▸ **Request**
Copy each of the entries below line for line, keeping every character unchanged.

-- START OF Dataset records --

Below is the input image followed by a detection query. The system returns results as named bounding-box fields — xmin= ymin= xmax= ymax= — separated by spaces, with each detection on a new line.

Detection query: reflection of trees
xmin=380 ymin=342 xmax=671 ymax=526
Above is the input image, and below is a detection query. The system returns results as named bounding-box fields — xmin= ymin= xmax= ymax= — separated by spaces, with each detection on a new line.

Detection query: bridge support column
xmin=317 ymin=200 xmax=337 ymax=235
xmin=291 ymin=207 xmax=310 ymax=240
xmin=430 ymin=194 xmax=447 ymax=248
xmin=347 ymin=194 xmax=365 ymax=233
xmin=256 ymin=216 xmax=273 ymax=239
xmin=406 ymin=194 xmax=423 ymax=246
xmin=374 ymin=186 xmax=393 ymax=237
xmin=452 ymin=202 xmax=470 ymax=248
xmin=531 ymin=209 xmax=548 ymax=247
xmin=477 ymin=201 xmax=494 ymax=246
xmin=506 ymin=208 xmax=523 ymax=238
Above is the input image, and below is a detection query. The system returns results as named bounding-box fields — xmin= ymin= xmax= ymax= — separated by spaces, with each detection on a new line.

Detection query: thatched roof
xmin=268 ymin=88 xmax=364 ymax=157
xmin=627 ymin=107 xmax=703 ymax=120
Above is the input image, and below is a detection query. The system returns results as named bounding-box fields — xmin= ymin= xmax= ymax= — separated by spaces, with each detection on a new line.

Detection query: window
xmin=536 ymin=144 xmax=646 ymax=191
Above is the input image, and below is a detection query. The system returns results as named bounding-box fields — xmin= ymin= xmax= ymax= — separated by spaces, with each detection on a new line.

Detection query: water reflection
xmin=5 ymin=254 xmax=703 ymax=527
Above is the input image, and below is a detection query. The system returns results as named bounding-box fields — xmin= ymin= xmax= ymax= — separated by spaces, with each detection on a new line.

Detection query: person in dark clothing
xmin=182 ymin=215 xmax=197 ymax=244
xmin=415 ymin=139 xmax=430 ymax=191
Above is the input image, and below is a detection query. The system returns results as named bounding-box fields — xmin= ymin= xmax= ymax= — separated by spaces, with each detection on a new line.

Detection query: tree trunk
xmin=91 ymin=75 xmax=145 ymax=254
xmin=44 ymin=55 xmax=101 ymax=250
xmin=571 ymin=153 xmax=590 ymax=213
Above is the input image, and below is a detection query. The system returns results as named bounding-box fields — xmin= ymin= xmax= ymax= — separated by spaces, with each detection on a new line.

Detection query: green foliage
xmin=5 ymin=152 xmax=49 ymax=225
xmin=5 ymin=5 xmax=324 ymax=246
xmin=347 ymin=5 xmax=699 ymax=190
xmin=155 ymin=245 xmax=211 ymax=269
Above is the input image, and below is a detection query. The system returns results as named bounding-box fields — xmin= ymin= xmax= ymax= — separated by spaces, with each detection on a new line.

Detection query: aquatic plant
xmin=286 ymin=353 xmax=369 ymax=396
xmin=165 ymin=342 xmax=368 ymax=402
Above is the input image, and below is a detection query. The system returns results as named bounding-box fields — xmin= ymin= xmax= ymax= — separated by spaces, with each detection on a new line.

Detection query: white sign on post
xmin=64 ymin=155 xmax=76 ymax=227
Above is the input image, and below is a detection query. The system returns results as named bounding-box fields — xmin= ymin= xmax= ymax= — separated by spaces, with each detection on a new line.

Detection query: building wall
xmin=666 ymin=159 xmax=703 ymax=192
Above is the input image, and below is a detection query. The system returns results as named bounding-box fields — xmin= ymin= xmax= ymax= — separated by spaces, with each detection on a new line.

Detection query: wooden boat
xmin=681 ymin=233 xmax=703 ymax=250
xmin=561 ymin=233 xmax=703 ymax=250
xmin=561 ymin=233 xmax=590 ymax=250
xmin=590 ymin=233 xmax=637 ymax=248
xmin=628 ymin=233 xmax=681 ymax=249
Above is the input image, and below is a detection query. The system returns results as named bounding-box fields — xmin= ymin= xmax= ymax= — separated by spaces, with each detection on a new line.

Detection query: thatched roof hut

-- END OF Dataset records --

▸ **Task output**
Below is the input image followed by a detection query. The system returns results as named bounding-box fields — xmin= ymin= xmax= ymax= — separated by spaces, with each detection on a new line.

Detection query: reflection of trees
xmin=380 ymin=342 xmax=671 ymax=526
Above is the input image, and below is a detection query. The system returns results as named bounding-box fields — xmin= ymin= xmax= ymax= — separated by spaces, with each detection on a new line.

Detection query: bridge support column
xmin=317 ymin=200 xmax=337 ymax=235
xmin=291 ymin=207 xmax=310 ymax=240
xmin=430 ymin=194 xmax=447 ymax=248
xmin=347 ymin=194 xmax=365 ymax=233
xmin=256 ymin=216 xmax=273 ymax=239
xmin=406 ymin=194 xmax=423 ymax=246
xmin=374 ymin=186 xmax=393 ymax=237
xmin=452 ymin=202 xmax=470 ymax=248
xmin=531 ymin=209 xmax=548 ymax=247
xmin=477 ymin=201 xmax=494 ymax=246
xmin=506 ymin=208 xmax=523 ymax=238
Above is the input image, and below is a detection query. The system returns results as named bounding-box fields — xmin= ymin= xmax= ymax= — separated by spaces, with each detection on a new line.

Detection query: thatched roof
xmin=268 ymin=88 xmax=364 ymax=157
xmin=627 ymin=107 xmax=703 ymax=120
Above is the input image, and below is a detection query. The system returns results as named bounding-box fields — xmin= ymin= xmax= ymax= — separated by spaces, with each detection on a new line.

Detection query: window
xmin=536 ymin=144 xmax=646 ymax=191
Above is the input image, and below is a detection query. The system returns results as named bounding-box fields — xmin= ymin= xmax= ymax= — separated by spaces, with each detection on a new line.

Detection query: water reflection
xmin=5 ymin=254 xmax=703 ymax=527
Above is the input image, and below is a detection query. The system returns results as named bounding-box fields — xmin= ymin= xmax= ymax= — separated by spaces, with each detection on a new line.

Detection query: person in dark clothing
xmin=182 ymin=215 xmax=197 ymax=244
xmin=415 ymin=139 xmax=430 ymax=191
Above is the input image, and below is a detection query. The system returns results as named bounding-box fields — xmin= ymin= xmax= ymax= — separated by spaces, with each detection on a new line.

Detection query: tree trunk
xmin=91 ymin=75 xmax=145 ymax=254
xmin=44 ymin=55 xmax=101 ymax=250
xmin=571 ymin=153 xmax=590 ymax=213
Above is the input image, and below is a detection query. The system returns results as named bounding-box fields — xmin= ymin= xmax= ymax= — separated by spaces, with each detection on a new line.

Detection query: green foliage
xmin=5 ymin=152 xmax=49 ymax=225
xmin=5 ymin=5 xmax=324 ymax=246
xmin=347 ymin=5 xmax=699 ymax=190
xmin=155 ymin=245 xmax=211 ymax=269
Above is the input image, and below is a detection query. The system returns results as named bounding-box fields — xmin= ymin= xmax= ymax= — separated by spaces, with each detection on a new line.

Detection query: aquatic plant
xmin=286 ymin=353 xmax=369 ymax=396
xmin=165 ymin=342 xmax=368 ymax=402
Above is the input image, and below is a detection query. The system returns results as named bounding-box fields — xmin= ymin= xmax= ymax= — separated by spaces, with each detection on a new line.

Detection query: white sign on post
xmin=64 ymin=155 xmax=76 ymax=227
Above is the input image, and below is a detection query. The system returns results as named bounding-box fields — xmin= ymin= xmax= ymax= — separated by spaces, with each detection on a new line.

Detection query: building wall
xmin=666 ymin=159 xmax=703 ymax=192
Above is the input image, and below is a detection query. The system returns results as named bounding-box fields — xmin= ymin= xmax= ymax= — separated by spaces, with each detection on a new line.

Detection query: wooden boat
xmin=681 ymin=233 xmax=703 ymax=250
xmin=561 ymin=233 xmax=703 ymax=250
xmin=561 ymin=233 xmax=590 ymax=250
xmin=590 ymin=233 xmax=637 ymax=248
xmin=628 ymin=233 xmax=681 ymax=249
Above is the input image, and below is a detection query. The system returns results as named bounding-box fields — xmin= ymin= xmax= ymax= — separated by spaces, with each detection on a new line.

Detection query: thatched roof hut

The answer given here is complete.